Given records:
-- BEGIN --
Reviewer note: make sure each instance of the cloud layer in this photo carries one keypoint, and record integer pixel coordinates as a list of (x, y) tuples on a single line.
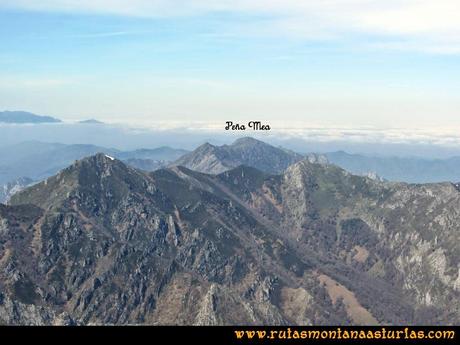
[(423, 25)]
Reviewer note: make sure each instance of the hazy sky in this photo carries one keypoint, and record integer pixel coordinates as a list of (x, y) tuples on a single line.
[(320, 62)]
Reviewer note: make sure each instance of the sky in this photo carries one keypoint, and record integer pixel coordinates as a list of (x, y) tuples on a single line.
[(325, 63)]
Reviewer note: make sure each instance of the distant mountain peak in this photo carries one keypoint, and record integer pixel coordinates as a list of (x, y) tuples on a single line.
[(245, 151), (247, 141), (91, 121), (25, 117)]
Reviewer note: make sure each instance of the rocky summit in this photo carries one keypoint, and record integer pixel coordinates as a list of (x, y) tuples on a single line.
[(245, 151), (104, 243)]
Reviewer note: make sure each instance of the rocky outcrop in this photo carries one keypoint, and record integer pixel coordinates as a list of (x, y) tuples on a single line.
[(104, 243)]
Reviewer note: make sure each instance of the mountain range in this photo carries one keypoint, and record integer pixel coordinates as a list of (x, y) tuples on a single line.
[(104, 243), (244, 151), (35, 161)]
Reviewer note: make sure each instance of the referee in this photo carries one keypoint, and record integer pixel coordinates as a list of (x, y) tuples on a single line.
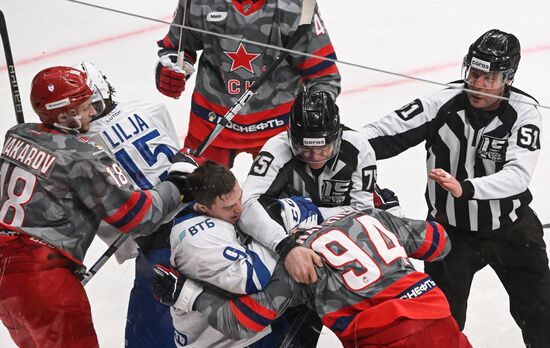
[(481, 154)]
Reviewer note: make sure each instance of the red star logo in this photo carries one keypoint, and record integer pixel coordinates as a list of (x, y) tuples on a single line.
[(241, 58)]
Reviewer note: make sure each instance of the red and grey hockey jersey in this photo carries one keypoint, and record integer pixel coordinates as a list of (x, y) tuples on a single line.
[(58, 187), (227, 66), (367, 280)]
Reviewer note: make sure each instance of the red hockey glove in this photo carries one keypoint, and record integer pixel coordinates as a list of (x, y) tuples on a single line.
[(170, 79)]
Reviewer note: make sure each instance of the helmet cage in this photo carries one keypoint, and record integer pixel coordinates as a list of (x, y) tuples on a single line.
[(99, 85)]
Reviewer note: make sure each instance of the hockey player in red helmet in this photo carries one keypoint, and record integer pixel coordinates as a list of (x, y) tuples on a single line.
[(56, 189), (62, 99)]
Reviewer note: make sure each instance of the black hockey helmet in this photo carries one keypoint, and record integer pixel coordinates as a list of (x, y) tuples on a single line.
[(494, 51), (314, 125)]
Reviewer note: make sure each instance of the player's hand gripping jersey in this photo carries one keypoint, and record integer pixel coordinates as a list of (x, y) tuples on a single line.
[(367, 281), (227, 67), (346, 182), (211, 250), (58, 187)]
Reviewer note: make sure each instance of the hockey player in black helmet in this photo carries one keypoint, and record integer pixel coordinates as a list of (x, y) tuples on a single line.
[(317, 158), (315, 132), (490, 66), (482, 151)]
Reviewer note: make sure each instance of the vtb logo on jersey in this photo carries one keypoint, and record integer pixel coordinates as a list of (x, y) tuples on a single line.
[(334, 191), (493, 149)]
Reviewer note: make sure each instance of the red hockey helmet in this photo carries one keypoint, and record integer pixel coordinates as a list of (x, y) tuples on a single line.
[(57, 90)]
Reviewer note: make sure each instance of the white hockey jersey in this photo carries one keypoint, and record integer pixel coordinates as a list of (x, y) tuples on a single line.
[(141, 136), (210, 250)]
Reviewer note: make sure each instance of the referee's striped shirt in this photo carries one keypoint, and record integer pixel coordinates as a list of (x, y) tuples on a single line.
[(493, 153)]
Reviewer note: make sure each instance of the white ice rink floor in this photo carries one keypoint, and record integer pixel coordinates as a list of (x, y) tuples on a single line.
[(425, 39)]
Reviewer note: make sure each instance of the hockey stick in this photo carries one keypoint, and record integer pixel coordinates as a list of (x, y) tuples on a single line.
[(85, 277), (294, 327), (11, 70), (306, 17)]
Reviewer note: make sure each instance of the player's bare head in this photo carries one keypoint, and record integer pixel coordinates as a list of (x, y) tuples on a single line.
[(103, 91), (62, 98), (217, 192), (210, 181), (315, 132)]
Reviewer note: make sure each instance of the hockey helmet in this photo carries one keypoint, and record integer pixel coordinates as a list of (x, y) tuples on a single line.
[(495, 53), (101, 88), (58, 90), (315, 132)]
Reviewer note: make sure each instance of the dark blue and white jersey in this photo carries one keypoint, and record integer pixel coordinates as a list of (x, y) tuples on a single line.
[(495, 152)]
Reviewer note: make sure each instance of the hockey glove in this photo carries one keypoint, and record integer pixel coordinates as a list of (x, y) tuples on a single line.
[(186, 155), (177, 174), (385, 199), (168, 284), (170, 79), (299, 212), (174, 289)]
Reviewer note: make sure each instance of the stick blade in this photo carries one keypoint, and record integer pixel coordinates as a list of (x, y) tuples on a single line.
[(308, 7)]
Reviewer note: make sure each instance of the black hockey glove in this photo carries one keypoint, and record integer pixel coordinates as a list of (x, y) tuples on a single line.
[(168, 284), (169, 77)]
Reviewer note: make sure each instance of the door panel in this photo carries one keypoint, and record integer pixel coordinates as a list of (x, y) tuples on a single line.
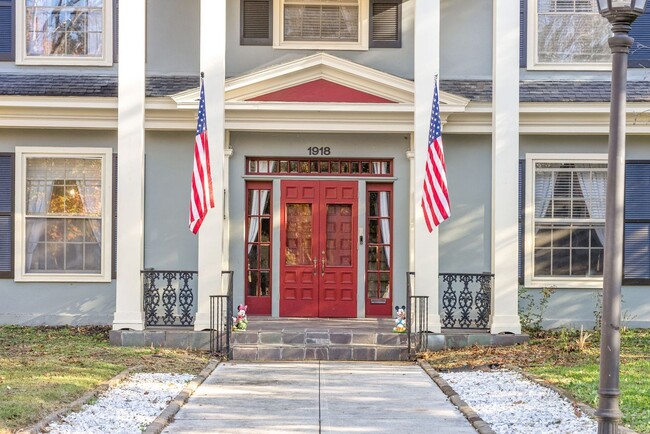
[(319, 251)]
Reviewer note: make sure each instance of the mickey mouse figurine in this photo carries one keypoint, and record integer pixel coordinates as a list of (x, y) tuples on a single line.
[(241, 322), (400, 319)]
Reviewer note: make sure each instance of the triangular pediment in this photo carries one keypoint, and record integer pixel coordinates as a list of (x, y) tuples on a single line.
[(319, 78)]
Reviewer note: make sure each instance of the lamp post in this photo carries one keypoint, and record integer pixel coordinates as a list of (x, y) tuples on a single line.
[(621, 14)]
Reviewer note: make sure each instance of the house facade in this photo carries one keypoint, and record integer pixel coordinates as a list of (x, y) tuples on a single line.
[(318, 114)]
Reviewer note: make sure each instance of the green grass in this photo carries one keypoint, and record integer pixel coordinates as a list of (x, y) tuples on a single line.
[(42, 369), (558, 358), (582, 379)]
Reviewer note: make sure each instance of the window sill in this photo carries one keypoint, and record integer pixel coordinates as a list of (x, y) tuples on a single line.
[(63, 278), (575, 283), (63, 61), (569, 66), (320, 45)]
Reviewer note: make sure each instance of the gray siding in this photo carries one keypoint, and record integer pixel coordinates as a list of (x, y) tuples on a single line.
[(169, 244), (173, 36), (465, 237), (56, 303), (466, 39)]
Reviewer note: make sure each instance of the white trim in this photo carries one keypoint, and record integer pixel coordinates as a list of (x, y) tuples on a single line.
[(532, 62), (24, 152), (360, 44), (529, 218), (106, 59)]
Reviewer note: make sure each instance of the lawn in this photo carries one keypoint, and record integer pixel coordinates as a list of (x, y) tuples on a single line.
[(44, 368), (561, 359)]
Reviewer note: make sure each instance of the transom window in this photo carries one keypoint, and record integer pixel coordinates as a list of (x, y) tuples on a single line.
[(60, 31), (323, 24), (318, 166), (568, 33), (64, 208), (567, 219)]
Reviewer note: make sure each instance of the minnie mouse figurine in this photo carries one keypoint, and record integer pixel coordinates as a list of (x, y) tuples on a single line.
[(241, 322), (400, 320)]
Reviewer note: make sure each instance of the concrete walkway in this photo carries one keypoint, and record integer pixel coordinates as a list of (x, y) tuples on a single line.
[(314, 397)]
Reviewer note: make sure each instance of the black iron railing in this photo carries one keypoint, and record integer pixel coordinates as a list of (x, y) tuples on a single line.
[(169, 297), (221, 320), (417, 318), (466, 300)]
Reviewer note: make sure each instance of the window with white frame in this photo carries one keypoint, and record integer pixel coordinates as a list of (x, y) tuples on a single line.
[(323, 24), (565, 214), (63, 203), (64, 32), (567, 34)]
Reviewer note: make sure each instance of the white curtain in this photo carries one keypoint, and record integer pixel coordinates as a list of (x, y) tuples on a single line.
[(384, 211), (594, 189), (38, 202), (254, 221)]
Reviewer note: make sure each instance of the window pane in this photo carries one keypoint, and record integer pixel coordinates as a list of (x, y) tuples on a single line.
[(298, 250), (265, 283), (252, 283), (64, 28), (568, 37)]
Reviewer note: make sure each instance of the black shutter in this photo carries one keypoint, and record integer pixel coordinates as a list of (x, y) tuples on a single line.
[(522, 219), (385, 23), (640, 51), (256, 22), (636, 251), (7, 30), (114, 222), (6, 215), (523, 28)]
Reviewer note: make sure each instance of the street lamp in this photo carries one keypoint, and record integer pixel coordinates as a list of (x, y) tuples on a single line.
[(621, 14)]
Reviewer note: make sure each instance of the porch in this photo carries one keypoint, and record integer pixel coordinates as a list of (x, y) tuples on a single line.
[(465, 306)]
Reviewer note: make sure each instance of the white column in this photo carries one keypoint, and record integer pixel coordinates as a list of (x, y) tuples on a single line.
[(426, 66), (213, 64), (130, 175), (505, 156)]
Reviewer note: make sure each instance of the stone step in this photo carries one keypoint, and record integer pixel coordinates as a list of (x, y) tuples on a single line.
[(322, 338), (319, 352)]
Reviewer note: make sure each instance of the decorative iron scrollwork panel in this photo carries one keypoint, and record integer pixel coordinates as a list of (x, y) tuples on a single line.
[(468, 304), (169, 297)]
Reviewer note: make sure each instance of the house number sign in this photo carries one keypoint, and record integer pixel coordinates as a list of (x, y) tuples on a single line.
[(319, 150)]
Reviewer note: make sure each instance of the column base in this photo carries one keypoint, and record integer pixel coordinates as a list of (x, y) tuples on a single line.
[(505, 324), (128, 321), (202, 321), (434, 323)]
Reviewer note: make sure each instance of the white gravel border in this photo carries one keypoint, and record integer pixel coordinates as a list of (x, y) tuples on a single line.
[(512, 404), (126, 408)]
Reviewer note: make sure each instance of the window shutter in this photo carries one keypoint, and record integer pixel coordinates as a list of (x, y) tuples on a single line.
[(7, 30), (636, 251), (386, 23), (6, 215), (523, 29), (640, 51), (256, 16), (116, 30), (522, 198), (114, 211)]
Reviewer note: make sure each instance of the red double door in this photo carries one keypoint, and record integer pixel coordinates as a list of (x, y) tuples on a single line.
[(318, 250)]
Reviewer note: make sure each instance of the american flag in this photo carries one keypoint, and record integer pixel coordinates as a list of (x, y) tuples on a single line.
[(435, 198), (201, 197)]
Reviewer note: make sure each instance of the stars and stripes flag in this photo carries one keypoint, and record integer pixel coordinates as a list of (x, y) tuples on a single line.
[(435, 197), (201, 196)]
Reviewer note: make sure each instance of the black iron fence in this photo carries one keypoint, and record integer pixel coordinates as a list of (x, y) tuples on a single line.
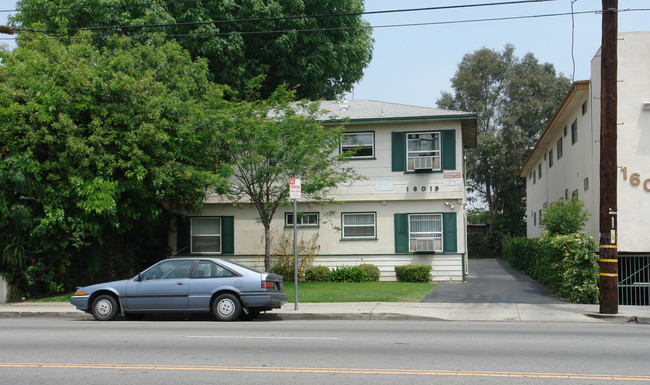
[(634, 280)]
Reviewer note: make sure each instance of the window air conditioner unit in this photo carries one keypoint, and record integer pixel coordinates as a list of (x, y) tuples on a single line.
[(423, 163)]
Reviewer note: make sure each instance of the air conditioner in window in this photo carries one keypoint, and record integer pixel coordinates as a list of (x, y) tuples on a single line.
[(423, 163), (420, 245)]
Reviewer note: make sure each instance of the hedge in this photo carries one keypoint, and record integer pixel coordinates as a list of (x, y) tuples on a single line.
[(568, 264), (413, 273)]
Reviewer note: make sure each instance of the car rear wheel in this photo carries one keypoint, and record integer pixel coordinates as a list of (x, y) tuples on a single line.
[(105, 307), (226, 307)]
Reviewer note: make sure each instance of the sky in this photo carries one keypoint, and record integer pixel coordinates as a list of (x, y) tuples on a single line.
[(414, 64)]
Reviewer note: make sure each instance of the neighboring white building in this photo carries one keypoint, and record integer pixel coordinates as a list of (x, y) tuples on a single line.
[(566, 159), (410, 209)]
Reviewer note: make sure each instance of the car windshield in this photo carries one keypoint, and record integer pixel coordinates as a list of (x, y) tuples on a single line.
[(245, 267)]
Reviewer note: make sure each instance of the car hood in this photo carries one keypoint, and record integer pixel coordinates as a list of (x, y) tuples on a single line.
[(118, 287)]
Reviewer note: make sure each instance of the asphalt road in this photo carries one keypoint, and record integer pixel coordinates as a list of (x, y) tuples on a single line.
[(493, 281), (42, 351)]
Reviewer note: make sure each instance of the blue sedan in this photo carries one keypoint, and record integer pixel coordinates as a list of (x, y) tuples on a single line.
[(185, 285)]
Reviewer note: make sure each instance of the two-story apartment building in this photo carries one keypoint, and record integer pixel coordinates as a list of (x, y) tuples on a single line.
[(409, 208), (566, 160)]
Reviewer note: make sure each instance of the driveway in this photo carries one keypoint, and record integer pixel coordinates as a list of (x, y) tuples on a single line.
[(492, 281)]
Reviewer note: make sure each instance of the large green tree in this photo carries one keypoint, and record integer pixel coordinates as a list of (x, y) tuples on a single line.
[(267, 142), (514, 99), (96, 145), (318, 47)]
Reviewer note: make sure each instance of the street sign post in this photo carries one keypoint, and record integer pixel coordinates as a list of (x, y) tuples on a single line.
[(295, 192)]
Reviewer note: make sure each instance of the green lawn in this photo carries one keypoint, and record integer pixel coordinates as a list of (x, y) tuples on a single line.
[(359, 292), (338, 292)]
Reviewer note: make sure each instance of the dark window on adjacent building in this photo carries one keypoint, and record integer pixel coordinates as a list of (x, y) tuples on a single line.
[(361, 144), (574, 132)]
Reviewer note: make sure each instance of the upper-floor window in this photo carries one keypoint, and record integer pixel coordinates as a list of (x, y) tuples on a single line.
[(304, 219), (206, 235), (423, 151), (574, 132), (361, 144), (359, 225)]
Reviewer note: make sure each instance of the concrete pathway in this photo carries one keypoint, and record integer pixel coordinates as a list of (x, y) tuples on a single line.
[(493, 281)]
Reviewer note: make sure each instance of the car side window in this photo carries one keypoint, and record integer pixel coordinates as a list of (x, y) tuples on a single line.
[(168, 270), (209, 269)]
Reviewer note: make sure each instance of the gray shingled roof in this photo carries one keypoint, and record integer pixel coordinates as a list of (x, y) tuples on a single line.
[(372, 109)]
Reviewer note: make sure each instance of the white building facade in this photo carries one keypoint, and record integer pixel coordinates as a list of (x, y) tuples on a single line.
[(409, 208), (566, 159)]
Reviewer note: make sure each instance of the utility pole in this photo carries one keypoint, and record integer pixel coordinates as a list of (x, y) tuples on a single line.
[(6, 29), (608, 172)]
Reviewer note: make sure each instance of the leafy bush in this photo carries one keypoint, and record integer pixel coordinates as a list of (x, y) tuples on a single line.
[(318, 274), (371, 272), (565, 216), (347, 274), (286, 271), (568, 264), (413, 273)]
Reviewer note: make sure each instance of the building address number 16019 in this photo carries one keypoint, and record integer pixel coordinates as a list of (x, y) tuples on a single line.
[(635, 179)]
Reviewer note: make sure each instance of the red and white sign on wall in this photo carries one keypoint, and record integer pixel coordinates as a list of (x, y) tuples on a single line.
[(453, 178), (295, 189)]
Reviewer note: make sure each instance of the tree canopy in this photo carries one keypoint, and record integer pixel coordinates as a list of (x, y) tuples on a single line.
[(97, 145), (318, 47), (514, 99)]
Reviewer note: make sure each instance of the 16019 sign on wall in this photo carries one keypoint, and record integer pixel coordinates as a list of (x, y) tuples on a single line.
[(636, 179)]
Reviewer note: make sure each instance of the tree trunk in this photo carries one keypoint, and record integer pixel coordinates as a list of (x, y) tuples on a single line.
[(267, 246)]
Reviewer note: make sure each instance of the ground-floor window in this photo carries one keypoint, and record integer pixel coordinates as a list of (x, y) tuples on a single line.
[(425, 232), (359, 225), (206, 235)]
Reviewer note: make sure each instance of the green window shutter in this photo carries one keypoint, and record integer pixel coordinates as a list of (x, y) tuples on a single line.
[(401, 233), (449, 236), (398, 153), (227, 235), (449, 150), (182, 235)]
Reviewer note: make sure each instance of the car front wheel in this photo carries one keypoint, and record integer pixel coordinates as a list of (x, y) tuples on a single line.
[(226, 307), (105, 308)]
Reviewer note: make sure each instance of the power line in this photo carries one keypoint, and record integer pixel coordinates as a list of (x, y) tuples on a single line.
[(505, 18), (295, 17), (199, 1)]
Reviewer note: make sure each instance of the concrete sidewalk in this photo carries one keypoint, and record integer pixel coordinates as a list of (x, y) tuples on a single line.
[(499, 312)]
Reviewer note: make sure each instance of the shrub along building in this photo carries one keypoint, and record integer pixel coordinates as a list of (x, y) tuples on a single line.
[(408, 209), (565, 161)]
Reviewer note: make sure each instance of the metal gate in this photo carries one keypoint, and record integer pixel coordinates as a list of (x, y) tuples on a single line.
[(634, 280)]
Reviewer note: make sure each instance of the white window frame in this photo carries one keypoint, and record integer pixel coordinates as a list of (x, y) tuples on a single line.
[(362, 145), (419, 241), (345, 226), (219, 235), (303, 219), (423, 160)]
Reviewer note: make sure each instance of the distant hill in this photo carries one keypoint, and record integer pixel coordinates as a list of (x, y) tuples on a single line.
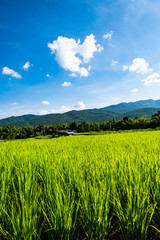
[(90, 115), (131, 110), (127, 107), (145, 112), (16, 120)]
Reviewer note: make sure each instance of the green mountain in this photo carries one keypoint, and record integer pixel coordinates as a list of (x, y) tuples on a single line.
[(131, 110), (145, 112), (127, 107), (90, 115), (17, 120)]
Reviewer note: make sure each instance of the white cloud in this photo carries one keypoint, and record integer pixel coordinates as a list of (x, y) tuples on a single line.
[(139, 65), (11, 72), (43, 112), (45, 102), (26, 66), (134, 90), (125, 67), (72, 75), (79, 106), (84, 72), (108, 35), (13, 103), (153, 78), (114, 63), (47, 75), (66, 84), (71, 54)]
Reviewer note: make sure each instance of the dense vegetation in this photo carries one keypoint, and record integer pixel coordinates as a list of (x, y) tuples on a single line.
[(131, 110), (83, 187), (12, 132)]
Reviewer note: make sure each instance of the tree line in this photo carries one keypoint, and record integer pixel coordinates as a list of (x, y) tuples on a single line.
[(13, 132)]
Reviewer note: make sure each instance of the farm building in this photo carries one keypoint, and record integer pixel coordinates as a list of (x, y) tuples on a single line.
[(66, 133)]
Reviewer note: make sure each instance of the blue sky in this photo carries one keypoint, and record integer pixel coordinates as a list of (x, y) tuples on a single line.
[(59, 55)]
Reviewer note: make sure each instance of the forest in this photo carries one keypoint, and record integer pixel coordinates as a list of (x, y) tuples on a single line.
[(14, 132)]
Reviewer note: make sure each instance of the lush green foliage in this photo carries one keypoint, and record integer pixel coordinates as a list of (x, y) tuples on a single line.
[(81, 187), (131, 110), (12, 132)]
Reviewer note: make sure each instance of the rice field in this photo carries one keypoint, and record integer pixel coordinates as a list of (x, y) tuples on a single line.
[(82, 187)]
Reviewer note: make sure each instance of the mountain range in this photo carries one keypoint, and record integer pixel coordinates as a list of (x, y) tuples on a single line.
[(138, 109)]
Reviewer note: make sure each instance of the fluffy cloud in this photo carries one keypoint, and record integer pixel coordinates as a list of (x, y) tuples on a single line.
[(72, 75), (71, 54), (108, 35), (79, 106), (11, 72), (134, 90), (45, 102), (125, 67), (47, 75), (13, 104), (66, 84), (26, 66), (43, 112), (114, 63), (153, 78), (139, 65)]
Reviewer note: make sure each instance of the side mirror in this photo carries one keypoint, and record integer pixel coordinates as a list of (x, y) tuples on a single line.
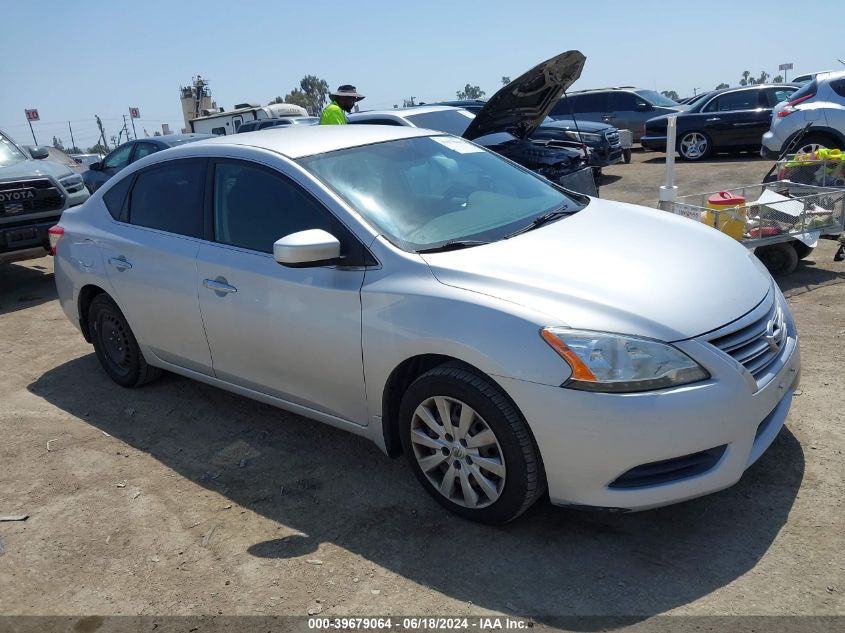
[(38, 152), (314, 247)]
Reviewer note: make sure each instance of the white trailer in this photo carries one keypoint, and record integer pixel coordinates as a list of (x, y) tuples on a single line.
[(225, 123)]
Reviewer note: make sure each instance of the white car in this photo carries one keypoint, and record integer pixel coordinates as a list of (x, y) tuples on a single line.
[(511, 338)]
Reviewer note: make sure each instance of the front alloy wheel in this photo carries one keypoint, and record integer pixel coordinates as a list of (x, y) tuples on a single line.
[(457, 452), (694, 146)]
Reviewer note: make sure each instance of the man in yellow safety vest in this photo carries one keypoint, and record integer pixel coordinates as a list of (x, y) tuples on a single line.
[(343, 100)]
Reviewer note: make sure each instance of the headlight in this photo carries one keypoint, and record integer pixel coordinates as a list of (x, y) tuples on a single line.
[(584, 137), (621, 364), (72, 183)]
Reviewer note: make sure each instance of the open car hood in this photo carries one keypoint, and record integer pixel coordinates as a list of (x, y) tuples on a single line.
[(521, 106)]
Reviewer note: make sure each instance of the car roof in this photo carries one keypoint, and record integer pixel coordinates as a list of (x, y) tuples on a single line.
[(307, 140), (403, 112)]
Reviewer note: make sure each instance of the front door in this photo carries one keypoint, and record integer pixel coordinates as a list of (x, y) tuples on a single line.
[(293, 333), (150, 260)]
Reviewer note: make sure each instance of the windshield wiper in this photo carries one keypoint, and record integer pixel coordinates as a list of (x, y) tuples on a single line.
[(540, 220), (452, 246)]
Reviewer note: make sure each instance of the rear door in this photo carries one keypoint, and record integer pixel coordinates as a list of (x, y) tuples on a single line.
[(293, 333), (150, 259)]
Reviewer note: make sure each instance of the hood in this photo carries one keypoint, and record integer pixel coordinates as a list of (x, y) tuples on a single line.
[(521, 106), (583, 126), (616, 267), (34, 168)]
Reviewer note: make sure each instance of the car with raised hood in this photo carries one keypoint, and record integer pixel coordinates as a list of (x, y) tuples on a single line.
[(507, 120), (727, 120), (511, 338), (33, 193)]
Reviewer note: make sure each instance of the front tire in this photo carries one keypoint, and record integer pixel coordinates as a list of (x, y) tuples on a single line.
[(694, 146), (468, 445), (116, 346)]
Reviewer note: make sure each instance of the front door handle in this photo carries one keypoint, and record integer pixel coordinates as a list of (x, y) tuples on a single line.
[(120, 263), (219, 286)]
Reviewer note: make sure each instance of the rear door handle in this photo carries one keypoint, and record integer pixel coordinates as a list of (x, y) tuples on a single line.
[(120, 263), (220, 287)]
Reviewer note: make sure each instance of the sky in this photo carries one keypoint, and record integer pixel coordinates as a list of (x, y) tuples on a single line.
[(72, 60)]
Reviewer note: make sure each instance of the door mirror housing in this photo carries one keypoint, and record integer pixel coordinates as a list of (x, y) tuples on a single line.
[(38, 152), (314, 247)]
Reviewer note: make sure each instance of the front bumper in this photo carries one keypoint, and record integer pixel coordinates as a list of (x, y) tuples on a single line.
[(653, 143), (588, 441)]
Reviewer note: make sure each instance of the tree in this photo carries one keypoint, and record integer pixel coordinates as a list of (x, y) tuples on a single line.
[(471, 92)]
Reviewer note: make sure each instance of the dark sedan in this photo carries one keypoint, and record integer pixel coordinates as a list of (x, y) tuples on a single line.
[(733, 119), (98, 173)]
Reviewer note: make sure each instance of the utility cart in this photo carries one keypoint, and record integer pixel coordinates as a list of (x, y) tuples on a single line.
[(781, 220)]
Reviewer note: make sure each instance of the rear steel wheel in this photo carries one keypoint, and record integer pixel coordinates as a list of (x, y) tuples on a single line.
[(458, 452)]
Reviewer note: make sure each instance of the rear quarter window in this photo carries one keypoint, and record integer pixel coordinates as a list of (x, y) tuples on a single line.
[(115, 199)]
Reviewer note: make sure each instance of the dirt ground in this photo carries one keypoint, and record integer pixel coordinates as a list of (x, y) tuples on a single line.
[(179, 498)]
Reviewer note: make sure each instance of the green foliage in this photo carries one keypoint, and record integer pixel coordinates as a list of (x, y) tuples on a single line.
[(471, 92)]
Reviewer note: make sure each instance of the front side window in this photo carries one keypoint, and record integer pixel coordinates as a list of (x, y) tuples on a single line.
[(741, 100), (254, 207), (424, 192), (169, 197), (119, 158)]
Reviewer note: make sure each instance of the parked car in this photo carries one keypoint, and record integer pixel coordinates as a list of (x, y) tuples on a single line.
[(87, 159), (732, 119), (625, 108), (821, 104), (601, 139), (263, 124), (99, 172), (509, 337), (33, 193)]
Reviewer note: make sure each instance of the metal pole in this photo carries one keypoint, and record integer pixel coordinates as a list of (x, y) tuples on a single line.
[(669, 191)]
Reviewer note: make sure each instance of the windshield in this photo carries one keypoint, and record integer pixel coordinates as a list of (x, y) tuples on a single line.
-- END --
Set problem:
Scale the stretch of the listing from the line containing "Reviewer note: make sure each instance of the front alloy" through the line containing "[(293, 333), (150, 259)]", both included, by rewriting every line in it with the requests unchanged. In the answers, multiply each x and y coordinate by 2.35 and round it to a whole number, with halves rounded up.

Answer:
Reviewer note: make sure each instance of the front alloy wheel in this photo carries one keypoint, and record integer pixel coordinates as a list of (x, y) tuples on a single line.
[(1074, 1062), (1631, 343)]
Reviewer note: make sure each instance of the man in yellow safety vest in this photo carries one keypoint, and record integer pixel coordinates as a list of (x, y) tuples on a single line.
[(806, 235)]
Reviewer note: make sure each instance of the headlight in this photo carries one keypoint, and record integer pixel coordinates as a list of (x, y) tuples on a single line.
[(1372, 322), (1459, 855), (169, 430)]
Reviewer note: make sure each instance of the open car hood in this photo carries one keypoint, and record integer pixel coordinates as a list of (x, y) tuples on a single line.
[(1224, 249)]
Reviewer note: make sure each instance of the car roof in this photo carries one keypoint, and record integer pixel coordinates as a list of (x, y) tuples on a single line.
[(721, 329), (947, 263)]
Reviewer note: make sure each instance of the front door in this photo carries one keypoint, and record integer pixel coordinates as a list of (x, y) tuples on a single line.
[(689, 783), (353, 611)]
Reviewer note: make sure each instance of the windshield wiper in this photo carries one keypoint, and record integer pixel coordinates as a list of (x, y) tuples on a single line.
[(1269, 517), (1062, 578)]
Reviewer note: make sure each instance of the rear door in this photo carries one keypoint, and record integer pixel coordinates as a list of (x, y) tuples on a single line.
[(689, 783), (353, 609)]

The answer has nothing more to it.